No sir. Try walking with it on the streets of Thailand, India, China, New York, Japan etc. Do try. (You can first try with a cheaper lens). With this lens, it is possible to capture faces and moments on the street which shorter lenses don't allow without making the subject conscious.


----------



## Bob Howland (Aug 21, 2022)

Hector1970 said:


> I do use it for sports. I also use it for wildlife with a 1.4 extender handheld. It’s also an amazing portrait lens. People never look better than in front of a 300mm.


As ridiculous as that sounds, for years a 300 f/2.8 was used as the standard lens for the Sports Illustrated swimsuit issue. The last time I watched the "making of" show, it appeared that the 200 f/2 was used instead.


----------



## InchMetric (Aug 21, 2022)

AlanF said:


> It’s not silly. Just read the-digital-picture review of the 800 RF, which has a bolted on slightly improved 2xTC. The 300mm f/2.8 II is not a 3 year old design either, it’s a generation back. https://www.the-digital-picture.com/Reviews/Canon-RF-800mm-F5-6-L-IS-USM-Lens.aspx


I was referring to the 400 and 600 as state of the art. TheirbRF versions trigger no dopamine for novelty addicts but they are excellent lenses.


----------



## rpg51 (Aug 21, 2022)

For professionals, sure. But, I can't bring myself to drop $7K or more on a single lens. I would love to have a fast telephoto prime. But its not in the cards. I'll just have to suffer through with my zooms. First world problems.


----------



## EOS 4 Life (Aug 21, 2022)

• Excerpted records:
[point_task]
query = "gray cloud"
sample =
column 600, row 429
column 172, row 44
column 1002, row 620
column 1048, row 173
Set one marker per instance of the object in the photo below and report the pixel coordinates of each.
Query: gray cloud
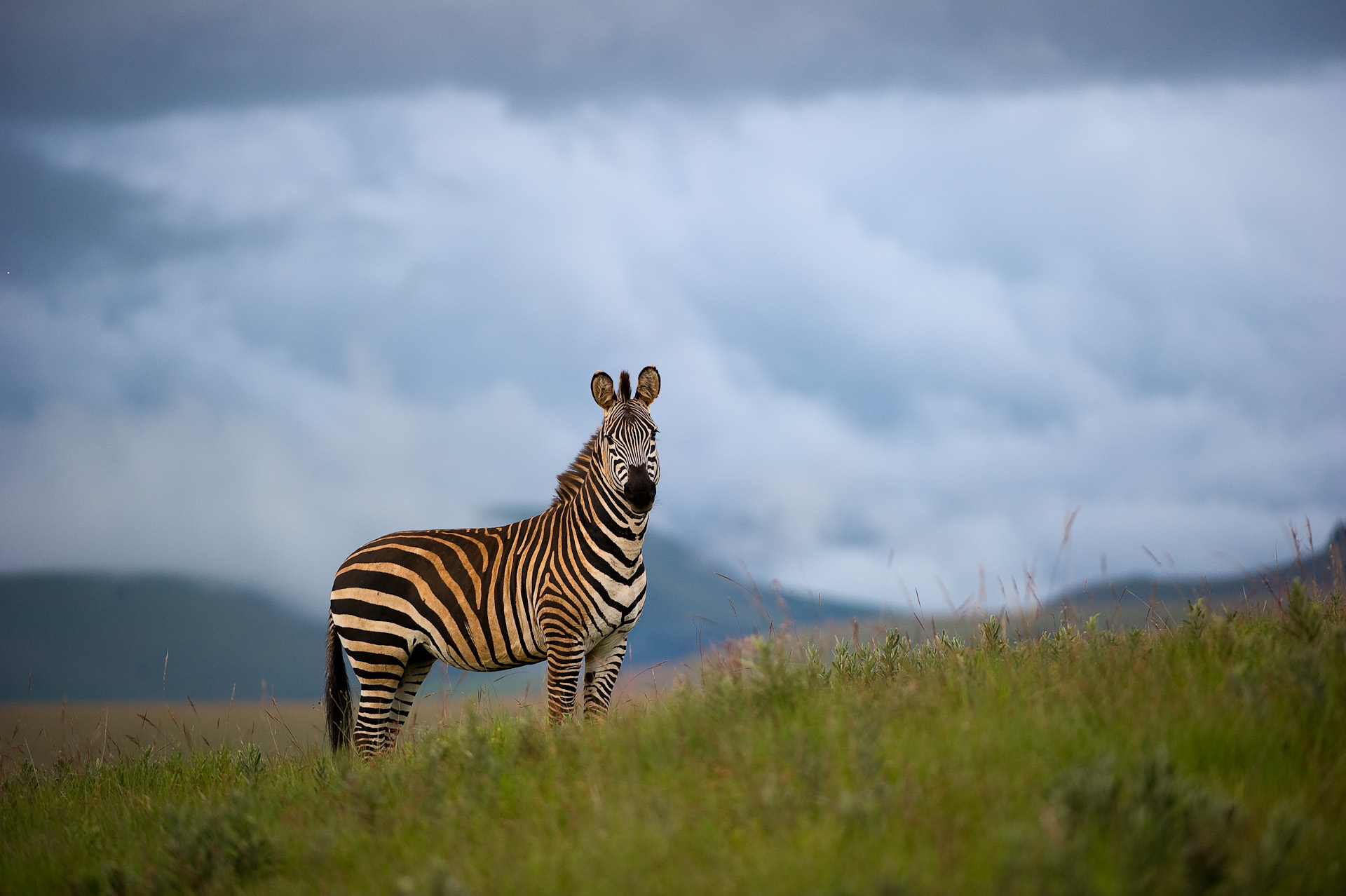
column 888, row 322
column 112, row 60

• Tasks to carry out:
a: State whether each statement below agrees with the forum thread on telephoto lenses, answering yes or no and quoting the deciding words of the thread: (i) a 300 f/2.8 was for years the standard lens for the Sports Illustrated swimsuit issue; (ii) rpg51 reports having bought a fast telephoto prime; (iii) Hector1970 uses the lens for wildlife with a 2x extender.
b: Continue the forum thread on telephoto lenses from the point where it stops.

• Answer set:
a:
(i) Yes: "for years a 300 f/2.8 was used as the standard lens for the Sports Illustrated swimsuit issue"
(ii) No: "I would love to have a fast telephoto prime. But its not in the cards."
(iii) No: "I also use it for wildlife with a 1.4 extender handheld."

b:
Bob Howland said:


> Sigma made the 120-300 f/2.8 and the 300-800 f/5.6 but no 200-500 f/4. The 200-500 f/2.8 should never have happened.


I am not sure why Sigma did not make a 500 f/2.8.
They had a 300 f/2.8 and an 800 f/5.6.


----------



## EOS 4 Life (Aug 21, 2022)

armd said:


> I was very disappointed by the 400, 600, 800 RF’s which are old ef versions with adapters and tc’s bolted on.


They are not very old


----------



## davidcl0nel (Aug 21, 2022)

EOS 4 Life said:


> They are not very old


Yes, the RF were the III version of the EF ones.
But there was no 300 III with reduction, so this would be now an entire new design, because I don't think they will it design for EF and add the adapter for it... So maybe it can be more compact in size.


----------



## Johnw (Aug 21, 2022)

The reported weight reduction would put this at around 3.2 lb, just slightly heavier than the 100-500, and insanely light for a big white, even if this is the little brother lens.


----------



## David - Sydney (Aug 22, 2022)

[email protected] said:


> Stop calling computational photography "photography". It's not "photography". LITERALLY BY DEFINITION IT IS COMPUTER GENERATED "ART".


Well, this will be a can of worms!
The definition of art vs photography is pretty grey at best. I would suggest that all images from digital sensors are art but YMMV.

A digital sensor is a piece of silicon (computer designed and controlled manufacture) with photodiodes digitally recording light intensity at a point in space and then requires a computer to show the image, That's a pretty good definition of computer generated image. 
The art is how it is interpreted by Canon (colour science etc) for SooC images which are jpegs. But most of us are recording in raw and post process in Adobe camera raw and then the editor's choice of computer tools (eg LR/PS) to digitally modify the image on a computer even further. Only film is a physical/chemical process to produce an image.

But let's go further for the definition of computational photography from WIkipedia using the taxonomy proposed by Shree Nayari....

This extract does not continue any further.